### REQUIREMENT
Type out the data exactly as given. Skip any image.

(Point labeling dataset excerpts)
= = =

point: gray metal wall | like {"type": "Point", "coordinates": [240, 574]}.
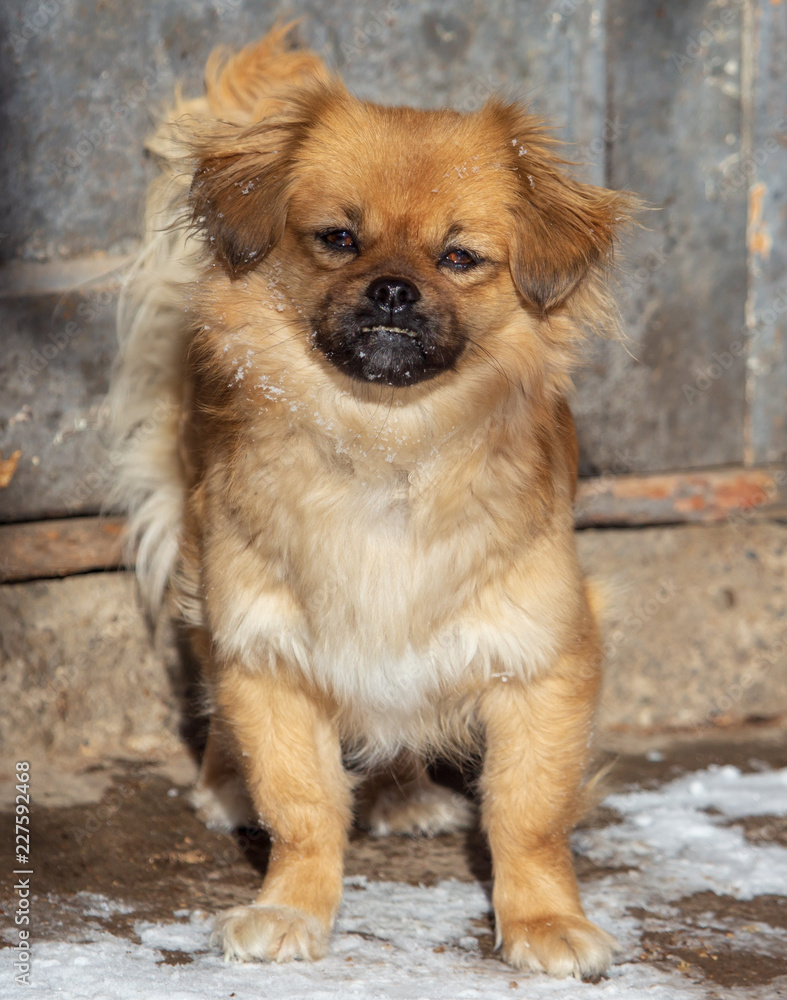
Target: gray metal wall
{"type": "Point", "coordinates": [682, 101]}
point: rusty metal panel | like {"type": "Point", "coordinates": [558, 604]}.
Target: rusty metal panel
{"type": "Point", "coordinates": [83, 82]}
{"type": "Point", "coordinates": [56, 356]}
{"type": "Point", "coordinates": [763, 169]}
{"type": "Point", "coordinates": [678, 401]}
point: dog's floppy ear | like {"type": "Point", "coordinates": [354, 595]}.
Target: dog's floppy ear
{"type": "Point", "coordinates": [239, 192]}
{"type": "Point", "coordinates": [563, 229]}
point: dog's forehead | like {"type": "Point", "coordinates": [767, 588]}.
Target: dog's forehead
{"type": "Point", "coordinates": [400, 160]}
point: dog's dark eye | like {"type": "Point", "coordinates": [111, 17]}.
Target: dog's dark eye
{"type": "Point", "coordinates": [340, 239]}
{"type": "Point", "coordinates": [459, 259]}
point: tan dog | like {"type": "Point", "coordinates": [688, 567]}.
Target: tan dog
{"type": "Point", "coordinates": [349, 458]}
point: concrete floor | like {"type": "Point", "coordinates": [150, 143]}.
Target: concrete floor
{"type": "Point", "coordinates": [123, 830]}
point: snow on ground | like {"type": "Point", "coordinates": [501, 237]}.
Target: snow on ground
{"type": "Point", "coordinates": [402, 942]}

= = =

### ANSWER BELOW
point: gray metal wall | like {"type": "Point", "coordinates": [240, 574]}.
Target: gray metal wall
{"type": "Point", "coordinates": [682, 101]}
point: rusty metal panel | like {"type": "Point", "coordinates": [558, 604]}.
Target: rusty metal panel
{"type": "Point", "coordinates": [83, 82]}
{"type": "Point", "coordinates": [56, 356]}
{"type": "Point", "coordinates": [763, 169]}
{"type": "Point", "coordinates": [678, 401]}
point: dog's floppy ear | like {"type": "Point", "coordinates": [354, 595]}.
Target: dog's floppy ear
{"type": "Point", "coordinates": [239, 192]}
{"type": "Point", "coordinates": [563, 229]}
point: dog's forehead | like {"type": "Point", "coordinates": [767, 588]}.
Target: dog's forehead
{"type": "Point", "coordinates": [400, 160]}
point: dog's dark eye | like {"type": "Point", "coordinates": [111, 17]}.
Target: dog's dark eye
{"type": "Point", "coordinates": [340, 239]}
{"type": "Point", "coordinates": [459, 259]}
point: tan dog | like {"type": "Point", "coordinates": [688, 567]}.
Target: tan dog
{"type": "Point", "coordinates": [349, 458]}
point: concrete floor | like {"type": "Point", "coordinates": [150, 143]}.
Target: concrete floor
{"type": "Point", "coordinates": [123, 830]}
point: snow on ground | like {"type": "Point", "coordinates": [501, 237]}.
Target: snow on ground
{"type": "Point", "coordinates": [402, 942]}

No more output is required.